*** EXERCISE DATA

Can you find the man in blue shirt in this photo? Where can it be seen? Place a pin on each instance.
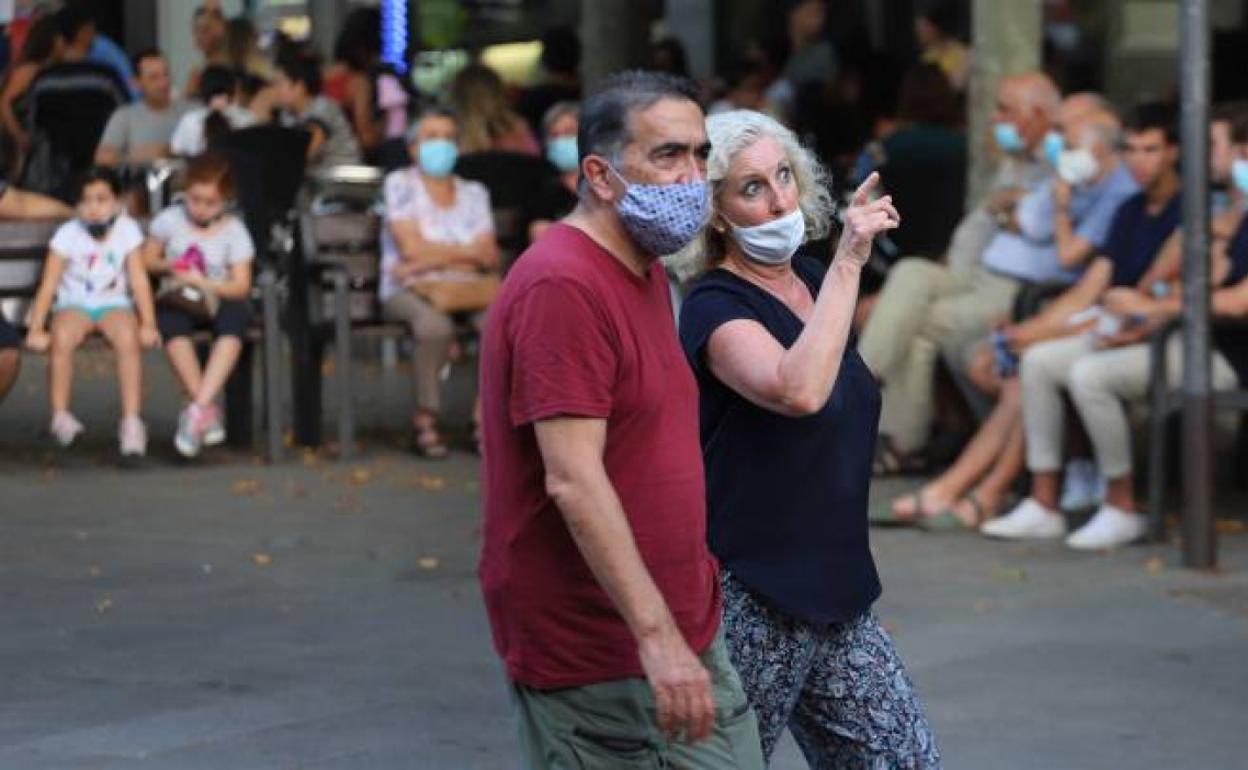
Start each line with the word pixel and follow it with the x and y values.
pixel 1076 328
pixel 929 310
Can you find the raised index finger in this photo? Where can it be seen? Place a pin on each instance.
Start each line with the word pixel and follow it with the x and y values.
pixel 864 192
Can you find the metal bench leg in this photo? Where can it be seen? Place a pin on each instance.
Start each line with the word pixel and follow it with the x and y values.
pixel 1158 416
pixel 238 407
pixel 272 343
pixel 342 353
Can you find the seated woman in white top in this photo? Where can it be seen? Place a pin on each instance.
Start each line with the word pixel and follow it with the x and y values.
pixel 436 224
pixel 200 127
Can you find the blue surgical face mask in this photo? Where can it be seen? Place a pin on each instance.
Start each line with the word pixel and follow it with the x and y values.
pixel 562 152
pixel 1053 146
pixel 663 219
pixel 1007 137
pixel 437 156
pixel 1239 175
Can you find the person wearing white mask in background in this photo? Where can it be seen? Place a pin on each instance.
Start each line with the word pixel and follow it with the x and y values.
pixel 436 222
pixel 1060 351
pixel 927 307
pixel 783 391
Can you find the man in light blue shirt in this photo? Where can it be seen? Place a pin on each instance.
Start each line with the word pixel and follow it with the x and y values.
pixel 1062 222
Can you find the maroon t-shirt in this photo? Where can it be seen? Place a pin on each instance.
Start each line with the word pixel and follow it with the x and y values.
pixel 575 333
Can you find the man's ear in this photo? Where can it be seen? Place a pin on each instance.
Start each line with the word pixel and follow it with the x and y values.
pixel 598 176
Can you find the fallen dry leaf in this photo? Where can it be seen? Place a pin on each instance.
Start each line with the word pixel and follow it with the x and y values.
pixel 1015 574
pixel 432 483
pixel 1231 527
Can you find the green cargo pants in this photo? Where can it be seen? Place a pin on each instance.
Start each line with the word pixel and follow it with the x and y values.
pixel 614 726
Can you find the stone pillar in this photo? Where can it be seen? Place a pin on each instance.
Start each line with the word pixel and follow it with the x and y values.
pixel 613 36
pixel 693 23
pixel 1006 39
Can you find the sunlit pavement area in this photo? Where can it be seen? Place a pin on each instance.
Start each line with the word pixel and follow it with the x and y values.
pixel 230 614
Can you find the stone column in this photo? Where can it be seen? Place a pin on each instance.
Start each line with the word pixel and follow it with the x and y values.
pixel 1006 39
pixel 613 36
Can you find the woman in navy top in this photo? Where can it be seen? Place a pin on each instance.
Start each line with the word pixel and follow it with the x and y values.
pixel 789 416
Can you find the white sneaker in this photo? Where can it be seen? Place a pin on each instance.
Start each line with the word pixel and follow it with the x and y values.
pixel 214 432
pixel 132 437
pixel 1028 521
pixel 1110 528
pixel 1082 486
pixel 65 428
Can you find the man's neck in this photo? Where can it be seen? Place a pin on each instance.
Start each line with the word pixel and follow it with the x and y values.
pixel 600 222
pixel 1160 192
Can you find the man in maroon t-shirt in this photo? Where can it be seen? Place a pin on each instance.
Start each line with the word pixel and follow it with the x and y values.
pixel 602 594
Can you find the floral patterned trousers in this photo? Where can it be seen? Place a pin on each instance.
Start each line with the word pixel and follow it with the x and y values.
pixel 840 688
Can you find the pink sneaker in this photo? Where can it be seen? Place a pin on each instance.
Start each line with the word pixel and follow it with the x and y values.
pixel 132 436
pixel 65 428
pixel 189 438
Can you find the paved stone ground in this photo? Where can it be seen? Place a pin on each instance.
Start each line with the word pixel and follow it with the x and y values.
pixel 320 614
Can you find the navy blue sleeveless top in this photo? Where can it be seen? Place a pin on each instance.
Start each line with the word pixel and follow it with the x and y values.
pixel 1233 342
pixel 786 497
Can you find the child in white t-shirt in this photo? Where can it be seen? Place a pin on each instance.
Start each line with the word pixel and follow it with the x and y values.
pixel 201 245
pixel 95 275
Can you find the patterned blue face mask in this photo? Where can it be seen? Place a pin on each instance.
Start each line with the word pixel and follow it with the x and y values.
pixel 663 219
pixel 562 154
pixel 437 156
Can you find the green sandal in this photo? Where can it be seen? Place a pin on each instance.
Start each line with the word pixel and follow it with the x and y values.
pixel 946 521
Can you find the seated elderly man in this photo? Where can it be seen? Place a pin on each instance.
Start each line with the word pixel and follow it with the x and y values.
pixel 1071 360
pixel 140 132
pixel 926 310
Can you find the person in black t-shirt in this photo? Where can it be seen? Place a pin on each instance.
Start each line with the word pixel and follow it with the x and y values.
pixel 789 414
pixel 560 58
pixel 558 196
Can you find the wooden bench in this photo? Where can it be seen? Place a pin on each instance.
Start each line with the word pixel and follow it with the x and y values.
pixel 23 250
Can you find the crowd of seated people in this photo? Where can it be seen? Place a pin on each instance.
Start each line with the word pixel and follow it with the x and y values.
pixel 1082 199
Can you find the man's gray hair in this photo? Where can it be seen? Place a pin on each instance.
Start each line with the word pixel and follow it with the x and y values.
pixel 731 132
pixel 604 116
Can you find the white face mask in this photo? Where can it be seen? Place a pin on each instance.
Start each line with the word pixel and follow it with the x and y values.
pixel 1077 167
pixel 773 242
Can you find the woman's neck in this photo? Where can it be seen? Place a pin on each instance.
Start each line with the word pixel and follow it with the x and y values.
pixel 771 276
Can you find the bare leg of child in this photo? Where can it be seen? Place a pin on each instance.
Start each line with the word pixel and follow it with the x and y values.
pixel 221 362
pixel 186 365
pixel 69 328
pixel 121 330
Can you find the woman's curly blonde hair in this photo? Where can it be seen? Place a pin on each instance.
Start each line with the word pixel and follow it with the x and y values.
pixel 729 134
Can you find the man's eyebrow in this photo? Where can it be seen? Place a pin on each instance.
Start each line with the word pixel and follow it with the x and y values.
pixel 670 149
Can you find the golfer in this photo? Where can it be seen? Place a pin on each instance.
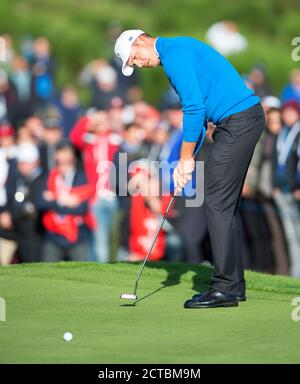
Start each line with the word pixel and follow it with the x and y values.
pixel 210 89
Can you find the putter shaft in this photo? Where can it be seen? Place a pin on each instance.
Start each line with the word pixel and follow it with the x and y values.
pixel 152 245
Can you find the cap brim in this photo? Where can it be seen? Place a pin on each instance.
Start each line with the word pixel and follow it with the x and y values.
pixel 127 70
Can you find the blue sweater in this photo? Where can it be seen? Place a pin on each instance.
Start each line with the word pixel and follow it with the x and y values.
pixel 208 85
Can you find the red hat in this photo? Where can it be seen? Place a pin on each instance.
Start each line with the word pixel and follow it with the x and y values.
pixel 6 130
pixel 291 104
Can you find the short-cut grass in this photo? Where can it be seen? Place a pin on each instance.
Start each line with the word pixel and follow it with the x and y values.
pixel 45 300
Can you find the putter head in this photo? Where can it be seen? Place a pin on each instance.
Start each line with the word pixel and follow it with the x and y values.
pixel 129 296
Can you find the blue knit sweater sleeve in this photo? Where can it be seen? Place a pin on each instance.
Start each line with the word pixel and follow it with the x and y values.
pixel 181 70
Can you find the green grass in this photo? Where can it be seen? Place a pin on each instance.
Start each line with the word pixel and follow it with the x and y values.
pixel 44 301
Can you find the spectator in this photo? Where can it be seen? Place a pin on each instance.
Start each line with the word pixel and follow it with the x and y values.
pixel 64 202
pixel 42 71
pixel 145 214
pixel 131 150
pixel 22 192
pixel 265 187
pixel 7 239
pixel 292 90
pixel 259 81
pixel 52 137
pixel 257 237
pixel 93 136
pixel 285 162
pixel 8 100
pixel 35 127
pixel 21 79
pixel 69 108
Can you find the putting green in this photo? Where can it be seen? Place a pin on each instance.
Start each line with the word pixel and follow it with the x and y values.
pixel 45 300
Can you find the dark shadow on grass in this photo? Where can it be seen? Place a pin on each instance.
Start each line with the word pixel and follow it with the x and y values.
pixel 142 298
pixel 200 280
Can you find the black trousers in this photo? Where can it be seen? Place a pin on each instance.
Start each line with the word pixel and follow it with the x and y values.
pixel 235 138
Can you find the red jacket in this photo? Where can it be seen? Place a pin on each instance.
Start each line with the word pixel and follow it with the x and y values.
pixel 95 148
pixel 67 225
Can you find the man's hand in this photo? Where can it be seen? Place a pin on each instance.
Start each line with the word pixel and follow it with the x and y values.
pixel 183 173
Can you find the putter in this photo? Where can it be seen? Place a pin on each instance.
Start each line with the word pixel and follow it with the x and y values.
pixel 133 296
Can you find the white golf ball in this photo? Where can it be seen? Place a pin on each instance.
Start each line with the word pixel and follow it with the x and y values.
pixel 68 336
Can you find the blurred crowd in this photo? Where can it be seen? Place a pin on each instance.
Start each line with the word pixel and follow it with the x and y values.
pixel 66 188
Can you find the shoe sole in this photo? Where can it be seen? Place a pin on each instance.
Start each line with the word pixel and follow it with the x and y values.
pixel 232 304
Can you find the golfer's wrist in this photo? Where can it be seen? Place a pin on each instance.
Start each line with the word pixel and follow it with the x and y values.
pixel 187 151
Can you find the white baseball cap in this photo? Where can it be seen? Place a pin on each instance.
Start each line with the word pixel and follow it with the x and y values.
pixel 123 47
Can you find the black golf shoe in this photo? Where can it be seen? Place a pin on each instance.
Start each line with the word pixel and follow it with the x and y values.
pixel 211 298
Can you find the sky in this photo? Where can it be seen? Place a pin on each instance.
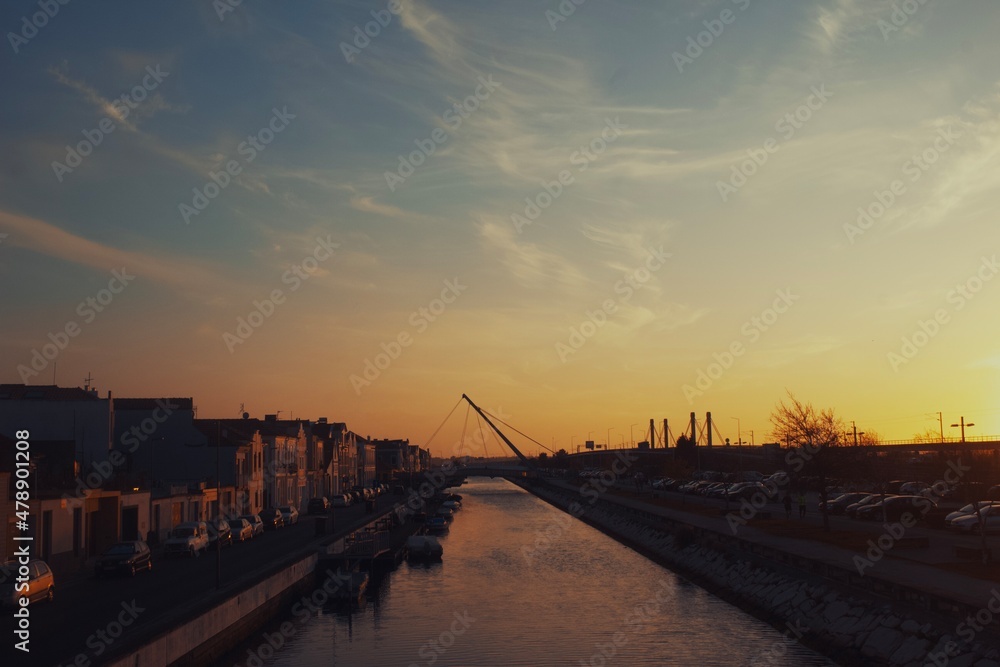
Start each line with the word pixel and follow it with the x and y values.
pixel 582 216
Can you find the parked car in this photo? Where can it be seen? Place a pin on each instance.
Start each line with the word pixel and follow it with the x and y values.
pixel 318 505
pixel 125 557
pixel 289 515
pixel 272 519
pixel 870 499
pixel 839 504
pixel 894 507
pixel 241 530
pixel 255 523
pixel 187 539
pixel 40 585
pixel 969 509
pixel 220 534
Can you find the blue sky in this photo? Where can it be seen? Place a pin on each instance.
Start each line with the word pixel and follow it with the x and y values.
pixel 891 86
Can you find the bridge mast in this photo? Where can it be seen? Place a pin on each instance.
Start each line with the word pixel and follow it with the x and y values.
pixel 510 444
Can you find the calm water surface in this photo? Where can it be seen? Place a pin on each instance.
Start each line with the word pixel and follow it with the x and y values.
pixel 587 600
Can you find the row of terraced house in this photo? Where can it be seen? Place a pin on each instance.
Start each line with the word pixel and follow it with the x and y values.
pixel 104 469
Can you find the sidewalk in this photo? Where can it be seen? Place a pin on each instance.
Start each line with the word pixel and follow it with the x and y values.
pixel 932 580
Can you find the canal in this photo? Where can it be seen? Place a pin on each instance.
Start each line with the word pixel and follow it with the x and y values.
pixel 502 597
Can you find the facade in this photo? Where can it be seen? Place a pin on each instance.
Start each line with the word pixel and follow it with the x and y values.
pixel 106 469
pixel 366 462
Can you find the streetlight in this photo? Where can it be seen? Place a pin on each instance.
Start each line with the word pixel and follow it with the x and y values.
pixel 963 425
pixel 150 531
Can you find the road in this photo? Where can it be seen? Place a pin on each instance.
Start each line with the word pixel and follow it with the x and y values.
pixel 81 626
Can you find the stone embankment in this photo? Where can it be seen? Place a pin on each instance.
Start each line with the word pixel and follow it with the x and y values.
pixel 848 626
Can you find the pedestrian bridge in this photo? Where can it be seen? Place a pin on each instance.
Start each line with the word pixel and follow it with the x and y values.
pixel 502 470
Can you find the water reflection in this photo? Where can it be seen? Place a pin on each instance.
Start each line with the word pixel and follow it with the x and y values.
pixel 584 600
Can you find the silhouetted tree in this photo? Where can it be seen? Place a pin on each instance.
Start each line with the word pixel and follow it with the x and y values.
pixel 812 432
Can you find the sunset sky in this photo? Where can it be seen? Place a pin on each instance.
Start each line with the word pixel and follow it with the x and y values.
pixel 591 209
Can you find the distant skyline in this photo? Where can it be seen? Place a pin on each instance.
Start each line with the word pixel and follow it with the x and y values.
pixel 587 218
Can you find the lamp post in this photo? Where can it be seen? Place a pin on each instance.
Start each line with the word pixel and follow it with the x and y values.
pixel 150 531
pixel 962 424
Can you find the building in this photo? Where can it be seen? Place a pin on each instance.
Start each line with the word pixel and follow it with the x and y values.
pixel 365 462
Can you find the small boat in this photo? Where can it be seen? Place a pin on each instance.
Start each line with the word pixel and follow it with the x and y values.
pixel 436 525
pixel 423 548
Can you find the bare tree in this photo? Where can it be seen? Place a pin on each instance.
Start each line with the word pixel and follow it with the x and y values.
pixel 811 432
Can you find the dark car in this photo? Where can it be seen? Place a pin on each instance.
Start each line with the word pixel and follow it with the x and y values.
pixel 839 504
pixel 893 508
pixel 872 498
pixel 272 518
pixel 124 557
pixel 220 534
pixel 318 505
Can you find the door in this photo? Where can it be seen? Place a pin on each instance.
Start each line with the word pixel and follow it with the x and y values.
pixel 130 523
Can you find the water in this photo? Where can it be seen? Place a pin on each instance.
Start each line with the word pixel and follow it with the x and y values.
pixel 587 600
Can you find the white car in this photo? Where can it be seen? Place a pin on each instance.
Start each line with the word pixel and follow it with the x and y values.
pixel 970 523
pixel 289 514
pixel 969 509
pixel 187 539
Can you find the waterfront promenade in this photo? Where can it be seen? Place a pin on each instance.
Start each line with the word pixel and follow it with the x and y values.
pixel 76 626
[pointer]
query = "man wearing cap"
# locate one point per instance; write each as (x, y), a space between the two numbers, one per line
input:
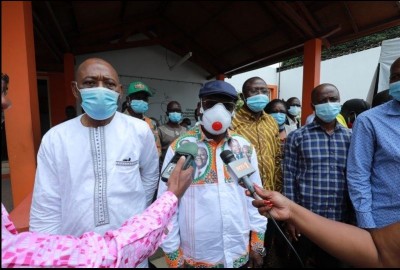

******

GIVEN EXERCISE =>
Render the lines from the very first one through the line containing "pixel 864 192", both included, as a JSON list of strings with one string per line. Omit blank lines and leave the pictures out.

EXPECTED ANSWER =>
[
  "Can you find the man in blue shirt in this photo? Where can it be seen? Place a pin on each instance.",
  "Start each line with the word pixel and follow it with the x and y values.",
  "pixel 1076 328",
  "pixel 929 310",
  "Can you find the raised index finger in this photo? Where can it be seen? Place a pin on each instance.",
  "Start each line with the word pixel and follow it with the x and y values.",
  "pixel 864 192"
]